From the entries below, copy each line in which the word "daylily" occurs.

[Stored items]
★ ★ ★ ★ ★ ★ ★

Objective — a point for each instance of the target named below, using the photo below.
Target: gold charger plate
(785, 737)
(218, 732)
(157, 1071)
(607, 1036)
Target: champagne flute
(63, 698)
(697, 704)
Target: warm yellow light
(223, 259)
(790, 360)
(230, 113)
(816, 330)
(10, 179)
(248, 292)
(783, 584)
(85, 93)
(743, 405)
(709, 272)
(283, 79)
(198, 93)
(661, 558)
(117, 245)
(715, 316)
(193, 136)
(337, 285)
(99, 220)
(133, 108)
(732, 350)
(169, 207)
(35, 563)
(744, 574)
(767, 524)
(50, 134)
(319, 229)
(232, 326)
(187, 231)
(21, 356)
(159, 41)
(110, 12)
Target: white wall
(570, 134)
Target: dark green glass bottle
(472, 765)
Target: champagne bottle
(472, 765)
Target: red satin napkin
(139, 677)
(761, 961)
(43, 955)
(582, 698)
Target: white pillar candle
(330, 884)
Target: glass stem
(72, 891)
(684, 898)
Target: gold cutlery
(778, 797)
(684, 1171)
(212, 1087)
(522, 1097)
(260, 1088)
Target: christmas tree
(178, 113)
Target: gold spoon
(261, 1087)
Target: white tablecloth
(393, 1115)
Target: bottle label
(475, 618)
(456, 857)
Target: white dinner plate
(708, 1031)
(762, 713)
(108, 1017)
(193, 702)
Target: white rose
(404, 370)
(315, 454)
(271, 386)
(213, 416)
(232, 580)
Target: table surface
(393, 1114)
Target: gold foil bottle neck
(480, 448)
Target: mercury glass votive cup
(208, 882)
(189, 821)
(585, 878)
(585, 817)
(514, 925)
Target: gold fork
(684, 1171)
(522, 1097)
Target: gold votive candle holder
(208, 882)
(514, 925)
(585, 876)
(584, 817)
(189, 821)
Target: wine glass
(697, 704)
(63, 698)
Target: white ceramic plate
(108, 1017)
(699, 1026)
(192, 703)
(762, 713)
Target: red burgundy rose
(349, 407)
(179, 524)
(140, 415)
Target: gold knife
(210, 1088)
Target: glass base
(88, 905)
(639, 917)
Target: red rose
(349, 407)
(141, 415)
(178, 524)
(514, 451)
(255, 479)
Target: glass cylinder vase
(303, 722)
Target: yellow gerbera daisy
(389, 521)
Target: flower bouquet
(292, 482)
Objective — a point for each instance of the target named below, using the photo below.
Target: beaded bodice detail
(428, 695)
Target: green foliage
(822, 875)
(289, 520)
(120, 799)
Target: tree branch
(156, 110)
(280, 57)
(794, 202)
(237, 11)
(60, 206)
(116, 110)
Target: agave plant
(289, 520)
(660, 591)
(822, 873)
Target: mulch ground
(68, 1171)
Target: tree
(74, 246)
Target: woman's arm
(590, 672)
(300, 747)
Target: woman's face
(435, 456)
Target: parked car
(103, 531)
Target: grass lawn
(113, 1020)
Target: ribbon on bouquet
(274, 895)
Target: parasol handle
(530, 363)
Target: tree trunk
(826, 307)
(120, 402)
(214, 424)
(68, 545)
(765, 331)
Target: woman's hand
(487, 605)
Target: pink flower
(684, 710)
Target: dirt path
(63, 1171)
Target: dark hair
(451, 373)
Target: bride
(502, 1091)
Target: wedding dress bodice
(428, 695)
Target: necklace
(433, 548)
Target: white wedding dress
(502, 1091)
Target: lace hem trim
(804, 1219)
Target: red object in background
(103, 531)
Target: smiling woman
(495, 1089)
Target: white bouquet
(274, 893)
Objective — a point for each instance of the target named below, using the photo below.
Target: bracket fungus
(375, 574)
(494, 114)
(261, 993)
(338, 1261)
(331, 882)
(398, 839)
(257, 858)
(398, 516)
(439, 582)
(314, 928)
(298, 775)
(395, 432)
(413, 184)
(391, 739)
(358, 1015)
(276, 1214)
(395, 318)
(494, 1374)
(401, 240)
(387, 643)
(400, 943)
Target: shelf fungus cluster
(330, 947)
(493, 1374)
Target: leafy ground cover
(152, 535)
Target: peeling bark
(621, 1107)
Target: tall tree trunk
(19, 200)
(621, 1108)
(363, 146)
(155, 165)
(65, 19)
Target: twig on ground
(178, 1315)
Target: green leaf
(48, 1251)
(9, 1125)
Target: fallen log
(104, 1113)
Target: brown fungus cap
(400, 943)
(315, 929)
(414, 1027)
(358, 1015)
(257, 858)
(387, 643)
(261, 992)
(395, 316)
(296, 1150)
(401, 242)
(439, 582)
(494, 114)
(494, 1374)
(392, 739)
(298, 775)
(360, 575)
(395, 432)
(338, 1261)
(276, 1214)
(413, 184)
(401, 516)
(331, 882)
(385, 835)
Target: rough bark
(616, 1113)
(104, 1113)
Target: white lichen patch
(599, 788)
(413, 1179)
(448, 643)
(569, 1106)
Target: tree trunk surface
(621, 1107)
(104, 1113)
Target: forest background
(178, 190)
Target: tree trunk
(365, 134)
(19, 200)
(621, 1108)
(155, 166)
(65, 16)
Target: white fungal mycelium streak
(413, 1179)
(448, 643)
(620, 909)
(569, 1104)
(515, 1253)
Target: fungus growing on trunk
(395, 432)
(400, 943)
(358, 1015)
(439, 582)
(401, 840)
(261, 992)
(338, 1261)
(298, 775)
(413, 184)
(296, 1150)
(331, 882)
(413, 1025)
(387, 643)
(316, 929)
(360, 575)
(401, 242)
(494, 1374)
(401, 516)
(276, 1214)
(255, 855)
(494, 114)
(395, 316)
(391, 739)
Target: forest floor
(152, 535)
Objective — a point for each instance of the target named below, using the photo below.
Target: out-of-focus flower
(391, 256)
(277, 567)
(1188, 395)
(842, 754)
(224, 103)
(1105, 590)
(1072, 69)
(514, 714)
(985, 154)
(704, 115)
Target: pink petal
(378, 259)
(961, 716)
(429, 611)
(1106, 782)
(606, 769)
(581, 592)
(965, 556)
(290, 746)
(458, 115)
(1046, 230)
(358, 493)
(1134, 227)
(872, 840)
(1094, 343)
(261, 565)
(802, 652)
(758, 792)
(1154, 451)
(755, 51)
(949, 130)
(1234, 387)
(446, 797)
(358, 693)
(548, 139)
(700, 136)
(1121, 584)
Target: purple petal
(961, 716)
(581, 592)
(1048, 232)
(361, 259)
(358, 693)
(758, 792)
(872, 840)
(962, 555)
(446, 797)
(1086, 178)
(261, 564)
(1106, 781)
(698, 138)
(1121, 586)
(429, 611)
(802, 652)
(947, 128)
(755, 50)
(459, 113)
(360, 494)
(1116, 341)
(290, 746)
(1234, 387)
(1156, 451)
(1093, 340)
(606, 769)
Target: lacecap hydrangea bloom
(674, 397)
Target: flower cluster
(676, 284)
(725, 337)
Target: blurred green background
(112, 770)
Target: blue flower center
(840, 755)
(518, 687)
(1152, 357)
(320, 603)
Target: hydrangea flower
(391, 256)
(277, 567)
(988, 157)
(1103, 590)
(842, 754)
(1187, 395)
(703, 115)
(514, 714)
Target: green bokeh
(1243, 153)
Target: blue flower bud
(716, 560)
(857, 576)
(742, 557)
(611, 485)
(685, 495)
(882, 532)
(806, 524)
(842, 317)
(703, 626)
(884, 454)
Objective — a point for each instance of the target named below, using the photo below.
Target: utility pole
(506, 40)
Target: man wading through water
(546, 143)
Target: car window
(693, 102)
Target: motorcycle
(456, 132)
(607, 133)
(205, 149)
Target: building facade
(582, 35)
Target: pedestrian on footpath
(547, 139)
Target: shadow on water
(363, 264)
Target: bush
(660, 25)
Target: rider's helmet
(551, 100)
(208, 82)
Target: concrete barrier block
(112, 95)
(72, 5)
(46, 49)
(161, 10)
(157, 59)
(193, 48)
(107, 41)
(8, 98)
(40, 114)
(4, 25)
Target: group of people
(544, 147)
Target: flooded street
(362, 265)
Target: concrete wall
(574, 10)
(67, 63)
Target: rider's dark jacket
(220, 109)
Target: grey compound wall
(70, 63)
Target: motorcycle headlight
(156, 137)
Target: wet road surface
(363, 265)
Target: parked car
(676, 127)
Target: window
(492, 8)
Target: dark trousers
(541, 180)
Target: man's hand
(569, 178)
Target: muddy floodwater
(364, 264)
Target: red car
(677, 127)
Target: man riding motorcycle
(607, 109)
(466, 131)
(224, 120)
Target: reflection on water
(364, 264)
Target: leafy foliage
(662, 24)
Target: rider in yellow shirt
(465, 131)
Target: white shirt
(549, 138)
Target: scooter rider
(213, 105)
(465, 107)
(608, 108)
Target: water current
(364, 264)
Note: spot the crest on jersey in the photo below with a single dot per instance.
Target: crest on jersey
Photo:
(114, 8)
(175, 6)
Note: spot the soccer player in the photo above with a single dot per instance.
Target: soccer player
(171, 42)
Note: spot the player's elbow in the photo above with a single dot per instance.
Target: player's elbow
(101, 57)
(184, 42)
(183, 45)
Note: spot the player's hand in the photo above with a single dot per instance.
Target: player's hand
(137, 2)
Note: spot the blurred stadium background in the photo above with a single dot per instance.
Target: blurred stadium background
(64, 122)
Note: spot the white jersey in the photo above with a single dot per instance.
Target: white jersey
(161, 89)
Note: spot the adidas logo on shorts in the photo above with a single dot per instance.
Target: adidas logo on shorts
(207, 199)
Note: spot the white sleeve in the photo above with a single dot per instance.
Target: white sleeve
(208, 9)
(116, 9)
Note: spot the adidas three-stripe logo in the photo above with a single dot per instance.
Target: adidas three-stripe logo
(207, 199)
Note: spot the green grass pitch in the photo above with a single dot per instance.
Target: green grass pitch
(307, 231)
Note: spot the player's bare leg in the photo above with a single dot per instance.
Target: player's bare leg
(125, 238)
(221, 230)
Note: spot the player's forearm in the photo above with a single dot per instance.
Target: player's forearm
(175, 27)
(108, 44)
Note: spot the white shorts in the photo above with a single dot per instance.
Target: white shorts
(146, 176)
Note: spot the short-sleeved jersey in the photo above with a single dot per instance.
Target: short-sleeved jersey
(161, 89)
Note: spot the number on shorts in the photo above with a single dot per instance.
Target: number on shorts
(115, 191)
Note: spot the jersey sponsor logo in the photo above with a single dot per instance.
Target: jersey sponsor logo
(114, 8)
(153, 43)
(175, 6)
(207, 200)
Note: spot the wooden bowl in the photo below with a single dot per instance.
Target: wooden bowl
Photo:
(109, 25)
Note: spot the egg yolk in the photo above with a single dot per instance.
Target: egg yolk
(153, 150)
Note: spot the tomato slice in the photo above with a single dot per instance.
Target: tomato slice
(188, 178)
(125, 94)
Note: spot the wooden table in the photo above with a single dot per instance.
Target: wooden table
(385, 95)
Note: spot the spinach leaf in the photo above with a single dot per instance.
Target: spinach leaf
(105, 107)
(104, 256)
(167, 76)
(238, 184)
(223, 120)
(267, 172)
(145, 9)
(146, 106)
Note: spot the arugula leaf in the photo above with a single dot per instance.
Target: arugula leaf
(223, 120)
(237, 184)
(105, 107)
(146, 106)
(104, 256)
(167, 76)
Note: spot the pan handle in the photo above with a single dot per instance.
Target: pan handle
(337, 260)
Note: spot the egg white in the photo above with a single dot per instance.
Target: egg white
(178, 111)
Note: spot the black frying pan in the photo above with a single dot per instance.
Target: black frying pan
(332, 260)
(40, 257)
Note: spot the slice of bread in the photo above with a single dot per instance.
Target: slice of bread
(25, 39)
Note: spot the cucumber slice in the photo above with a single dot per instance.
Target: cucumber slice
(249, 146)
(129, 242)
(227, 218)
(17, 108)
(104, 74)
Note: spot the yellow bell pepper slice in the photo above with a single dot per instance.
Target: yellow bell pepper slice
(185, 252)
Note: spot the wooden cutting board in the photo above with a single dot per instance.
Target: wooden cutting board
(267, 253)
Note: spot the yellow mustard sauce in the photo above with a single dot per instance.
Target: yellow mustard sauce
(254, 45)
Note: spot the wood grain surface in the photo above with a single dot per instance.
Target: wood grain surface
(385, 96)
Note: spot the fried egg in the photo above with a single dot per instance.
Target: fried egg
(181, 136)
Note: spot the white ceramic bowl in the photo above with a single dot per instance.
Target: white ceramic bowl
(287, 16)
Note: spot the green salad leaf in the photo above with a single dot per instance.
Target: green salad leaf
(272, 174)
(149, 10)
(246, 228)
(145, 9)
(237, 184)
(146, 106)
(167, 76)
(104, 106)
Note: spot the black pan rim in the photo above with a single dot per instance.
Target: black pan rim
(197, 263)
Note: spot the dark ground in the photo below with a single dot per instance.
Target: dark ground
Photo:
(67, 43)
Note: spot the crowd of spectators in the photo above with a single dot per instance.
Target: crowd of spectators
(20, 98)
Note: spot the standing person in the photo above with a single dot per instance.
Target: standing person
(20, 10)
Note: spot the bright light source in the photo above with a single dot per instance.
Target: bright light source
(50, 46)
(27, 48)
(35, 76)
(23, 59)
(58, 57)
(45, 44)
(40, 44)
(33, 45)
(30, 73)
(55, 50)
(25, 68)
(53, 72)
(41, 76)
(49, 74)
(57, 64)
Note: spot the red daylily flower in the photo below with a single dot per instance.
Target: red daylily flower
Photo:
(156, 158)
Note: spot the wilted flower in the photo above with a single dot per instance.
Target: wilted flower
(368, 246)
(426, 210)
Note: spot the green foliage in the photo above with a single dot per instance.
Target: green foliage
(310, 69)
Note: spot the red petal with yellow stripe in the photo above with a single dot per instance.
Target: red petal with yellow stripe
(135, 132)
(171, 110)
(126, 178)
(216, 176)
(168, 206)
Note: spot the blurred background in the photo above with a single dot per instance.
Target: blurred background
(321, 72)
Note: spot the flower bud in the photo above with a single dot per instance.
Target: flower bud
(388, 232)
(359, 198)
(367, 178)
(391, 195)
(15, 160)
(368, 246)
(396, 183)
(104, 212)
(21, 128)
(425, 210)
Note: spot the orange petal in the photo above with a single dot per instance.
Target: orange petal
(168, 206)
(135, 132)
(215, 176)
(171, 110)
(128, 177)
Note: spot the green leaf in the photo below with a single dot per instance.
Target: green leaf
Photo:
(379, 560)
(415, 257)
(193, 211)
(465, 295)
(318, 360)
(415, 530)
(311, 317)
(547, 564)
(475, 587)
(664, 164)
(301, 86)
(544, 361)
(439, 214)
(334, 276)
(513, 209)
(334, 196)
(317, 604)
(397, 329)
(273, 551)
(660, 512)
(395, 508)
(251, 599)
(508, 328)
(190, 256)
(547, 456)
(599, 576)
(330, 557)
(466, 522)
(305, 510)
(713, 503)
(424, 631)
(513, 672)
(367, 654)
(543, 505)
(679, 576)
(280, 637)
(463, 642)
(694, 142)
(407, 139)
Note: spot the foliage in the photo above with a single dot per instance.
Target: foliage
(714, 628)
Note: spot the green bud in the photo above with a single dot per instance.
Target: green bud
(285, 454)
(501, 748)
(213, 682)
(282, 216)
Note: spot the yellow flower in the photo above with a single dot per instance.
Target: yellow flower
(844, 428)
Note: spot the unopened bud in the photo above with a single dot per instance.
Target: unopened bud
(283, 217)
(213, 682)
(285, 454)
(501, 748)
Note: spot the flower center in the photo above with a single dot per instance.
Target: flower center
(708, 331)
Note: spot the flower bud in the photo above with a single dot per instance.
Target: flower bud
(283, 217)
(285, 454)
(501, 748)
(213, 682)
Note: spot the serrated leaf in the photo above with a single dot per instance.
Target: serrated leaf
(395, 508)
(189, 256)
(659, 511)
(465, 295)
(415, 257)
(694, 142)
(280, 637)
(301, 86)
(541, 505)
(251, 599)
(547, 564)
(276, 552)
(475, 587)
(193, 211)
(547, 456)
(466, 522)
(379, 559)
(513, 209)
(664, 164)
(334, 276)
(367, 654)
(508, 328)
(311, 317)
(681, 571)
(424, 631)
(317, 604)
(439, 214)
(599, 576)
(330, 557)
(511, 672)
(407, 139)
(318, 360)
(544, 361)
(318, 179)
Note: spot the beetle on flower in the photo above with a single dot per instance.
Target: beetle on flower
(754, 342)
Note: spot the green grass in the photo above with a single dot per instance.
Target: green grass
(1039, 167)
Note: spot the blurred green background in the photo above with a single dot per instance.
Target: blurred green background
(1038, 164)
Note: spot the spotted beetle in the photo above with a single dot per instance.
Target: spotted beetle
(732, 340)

★ ★ ★ ★ ★ ★ ★

**ANSWER BELOW:**
Note: spot the red daylily flower in the photo below with a single dot per instance.
Target: red daylily flower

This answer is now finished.